= Source =
########

The article by Samba Dasa [May/June] about his near-death experience is remarkable for its description of how he was able to remember Krsna and how Krsna responded by protecting him completely. It reminds us of the potency of Krsna's name and in what a helpless situation we living entities are.
I found it especially important for me because I tend to lose precious time in meaningless activities unconnected with Krsna and His all-powerful and all-attractive name.
Please permit me to point out that your magazine is well received and your Letters page commands a lot of interest. As a journalist of thirty-two years experience, I know for a fact that the letters page of a periodical is an indicator of how popular the periodical is.
Allow me to take this opportunity to congratulate you on the splendid article on Nrsimhadeva, an incarnation of Lord Visnu. That article appeared in your issue of May/June 1996 and was titled "Lord Nrsimhadeva Comes to Mayapur."
Forgive me for such a belated response. But as the saying goes, better late than never. I was considerably enlightened by that article and actually read it several times before drafting a response.
I have always wondered about the complexities of the construction of murtis [carved forms of the Lord], particularly those depicting Lord Narayana and His incarnations. I knew that correct proportions have a lot to do with the actual depiction, but to what extent I was only able to discover after digesting your beautiful article. It was a delicious experience, like tasting honey.
I have seen many murtis of the Supreme Personality of Godhead, and I realize that the murti or the picture is the actual person. Srila Prabhupada makes this point in his lectures over and over, stressing the absolute nature of the Supreme Being. As such, murtis are to be respected and treated with love and devotion. What I learned from the narrative of the construction of the Nrsimhadeva murti has served to strengthen my belief.

########

= Written task A =
In the reader letters, how many years of experience as a journalist does one writer claim?

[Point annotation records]
########

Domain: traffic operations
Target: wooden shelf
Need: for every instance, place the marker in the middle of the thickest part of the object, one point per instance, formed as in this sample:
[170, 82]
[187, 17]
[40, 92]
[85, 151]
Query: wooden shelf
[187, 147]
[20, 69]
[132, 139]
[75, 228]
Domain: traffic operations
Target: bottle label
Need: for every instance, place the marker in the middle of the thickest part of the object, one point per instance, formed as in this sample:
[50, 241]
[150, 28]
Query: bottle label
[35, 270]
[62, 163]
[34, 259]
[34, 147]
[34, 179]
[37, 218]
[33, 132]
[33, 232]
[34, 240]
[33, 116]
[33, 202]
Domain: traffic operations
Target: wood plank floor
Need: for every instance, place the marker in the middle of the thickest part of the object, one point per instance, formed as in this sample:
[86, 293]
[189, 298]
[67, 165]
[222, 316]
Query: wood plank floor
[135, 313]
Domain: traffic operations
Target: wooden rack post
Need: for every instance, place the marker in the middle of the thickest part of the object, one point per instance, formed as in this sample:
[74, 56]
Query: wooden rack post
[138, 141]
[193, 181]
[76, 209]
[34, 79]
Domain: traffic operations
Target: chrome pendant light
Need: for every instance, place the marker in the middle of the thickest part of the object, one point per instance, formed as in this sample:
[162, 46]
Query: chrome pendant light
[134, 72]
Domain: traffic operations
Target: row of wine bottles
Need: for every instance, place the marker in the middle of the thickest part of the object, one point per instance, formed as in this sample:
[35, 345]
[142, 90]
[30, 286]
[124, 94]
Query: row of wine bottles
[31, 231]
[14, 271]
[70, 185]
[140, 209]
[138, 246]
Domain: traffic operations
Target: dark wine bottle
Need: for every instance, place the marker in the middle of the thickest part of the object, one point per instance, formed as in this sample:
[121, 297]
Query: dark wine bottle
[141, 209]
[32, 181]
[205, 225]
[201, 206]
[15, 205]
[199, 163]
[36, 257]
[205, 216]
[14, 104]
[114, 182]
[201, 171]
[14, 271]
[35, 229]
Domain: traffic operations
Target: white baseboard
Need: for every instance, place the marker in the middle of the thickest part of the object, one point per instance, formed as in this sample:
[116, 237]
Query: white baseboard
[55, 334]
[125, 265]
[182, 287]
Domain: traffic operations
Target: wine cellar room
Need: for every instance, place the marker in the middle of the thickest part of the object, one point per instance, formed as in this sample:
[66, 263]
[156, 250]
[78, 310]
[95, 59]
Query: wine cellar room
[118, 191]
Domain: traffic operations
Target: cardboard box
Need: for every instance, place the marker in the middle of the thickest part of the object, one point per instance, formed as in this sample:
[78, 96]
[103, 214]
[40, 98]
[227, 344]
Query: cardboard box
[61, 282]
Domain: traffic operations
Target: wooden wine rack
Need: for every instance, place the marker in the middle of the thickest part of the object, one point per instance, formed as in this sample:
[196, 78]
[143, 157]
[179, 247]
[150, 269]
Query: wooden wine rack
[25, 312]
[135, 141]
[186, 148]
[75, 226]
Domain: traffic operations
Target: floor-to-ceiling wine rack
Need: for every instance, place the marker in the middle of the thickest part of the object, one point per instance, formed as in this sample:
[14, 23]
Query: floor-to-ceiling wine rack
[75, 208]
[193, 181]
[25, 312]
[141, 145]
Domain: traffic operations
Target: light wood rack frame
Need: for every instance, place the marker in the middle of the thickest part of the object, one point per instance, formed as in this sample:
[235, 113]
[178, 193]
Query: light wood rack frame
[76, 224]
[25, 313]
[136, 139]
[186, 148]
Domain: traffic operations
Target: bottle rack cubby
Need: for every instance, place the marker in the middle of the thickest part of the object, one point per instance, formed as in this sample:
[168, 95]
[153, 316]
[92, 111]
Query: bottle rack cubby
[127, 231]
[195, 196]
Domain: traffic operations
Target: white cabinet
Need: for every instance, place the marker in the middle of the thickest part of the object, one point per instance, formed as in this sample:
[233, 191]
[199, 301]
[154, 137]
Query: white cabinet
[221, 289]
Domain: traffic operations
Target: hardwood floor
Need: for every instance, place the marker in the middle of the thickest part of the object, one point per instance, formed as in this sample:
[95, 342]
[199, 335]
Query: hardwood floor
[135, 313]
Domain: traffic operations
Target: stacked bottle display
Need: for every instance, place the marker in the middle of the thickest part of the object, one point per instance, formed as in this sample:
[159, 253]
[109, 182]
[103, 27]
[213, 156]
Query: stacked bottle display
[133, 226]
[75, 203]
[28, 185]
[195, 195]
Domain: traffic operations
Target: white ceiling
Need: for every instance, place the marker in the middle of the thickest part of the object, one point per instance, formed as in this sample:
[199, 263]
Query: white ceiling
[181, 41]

########

= Written task B =
Report every line of the rows that contains the string "frame". Case counts.

= Exercise response A =
Thirty-two years.

= Exercise response B =
Target: light wood rack frame
Query: light wood rack frame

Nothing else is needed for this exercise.